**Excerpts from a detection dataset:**
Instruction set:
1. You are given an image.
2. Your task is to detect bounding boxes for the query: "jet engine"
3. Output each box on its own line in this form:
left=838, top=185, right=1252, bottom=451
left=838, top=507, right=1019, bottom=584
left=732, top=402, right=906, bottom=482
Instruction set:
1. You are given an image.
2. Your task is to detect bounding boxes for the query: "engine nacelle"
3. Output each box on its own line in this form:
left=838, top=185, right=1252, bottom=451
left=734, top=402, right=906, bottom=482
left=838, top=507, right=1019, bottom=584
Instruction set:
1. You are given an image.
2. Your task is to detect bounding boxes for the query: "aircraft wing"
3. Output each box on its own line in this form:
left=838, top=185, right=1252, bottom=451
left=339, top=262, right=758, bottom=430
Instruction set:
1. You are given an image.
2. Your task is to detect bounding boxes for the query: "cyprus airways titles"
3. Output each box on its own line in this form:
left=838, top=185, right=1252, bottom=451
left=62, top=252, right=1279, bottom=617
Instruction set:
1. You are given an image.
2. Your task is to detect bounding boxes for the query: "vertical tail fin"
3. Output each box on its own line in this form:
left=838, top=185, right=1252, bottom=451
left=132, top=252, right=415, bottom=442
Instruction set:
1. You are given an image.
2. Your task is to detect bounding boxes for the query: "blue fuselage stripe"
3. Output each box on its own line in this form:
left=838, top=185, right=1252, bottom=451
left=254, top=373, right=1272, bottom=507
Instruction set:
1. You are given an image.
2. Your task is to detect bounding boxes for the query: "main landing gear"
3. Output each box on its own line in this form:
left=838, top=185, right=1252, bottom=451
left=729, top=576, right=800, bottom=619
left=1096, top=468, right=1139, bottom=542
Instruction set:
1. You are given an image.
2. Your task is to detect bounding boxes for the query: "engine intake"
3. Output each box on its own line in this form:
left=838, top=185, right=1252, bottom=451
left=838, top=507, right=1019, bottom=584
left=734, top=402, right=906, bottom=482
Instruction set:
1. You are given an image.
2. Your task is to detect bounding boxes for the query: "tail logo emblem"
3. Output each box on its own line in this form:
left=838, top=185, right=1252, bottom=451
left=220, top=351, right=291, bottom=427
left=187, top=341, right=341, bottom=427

**PROMPT:**
Add 89 to each bounding-box coordinate in the answers, from the start of the records through the line containing "left=339, top=262, right=758, bottom=430", both included. Give all of those lines again with the requests included, and leave the requests and their format samples unchanged.

**RESPONSE TO THIS TASK:**
Instruction set:
1. You are given an image.
2. Your task is to detect bounding boxes for the query: "jet engine"
3. Output each box on its own line in this form:
left=838, top=185, right=1252, bottom=451
left=927, top=596, right=1108, bottom=673
left=821, top=491, right=995, bottom=571
Instruction set:
1. You are given an image.
2. Your task is to detect bounding boxes for the query: "engine nacelle"
3. Output each box on its own line in this form:
left=838, top=185, right=1252, bottom=451
left=823, top=491, right=995, bottom=571
left=927, top=596, right=1108, bottom=673
Instruction set:
1. You are given an image.
2. Your task is to detect bounding boxes for the query: "aircraft wing"
3. Output each box on its own line in this form:
left=838, top=185, right=1252, bottom=451
left=428, top=351, right=847, bottom=519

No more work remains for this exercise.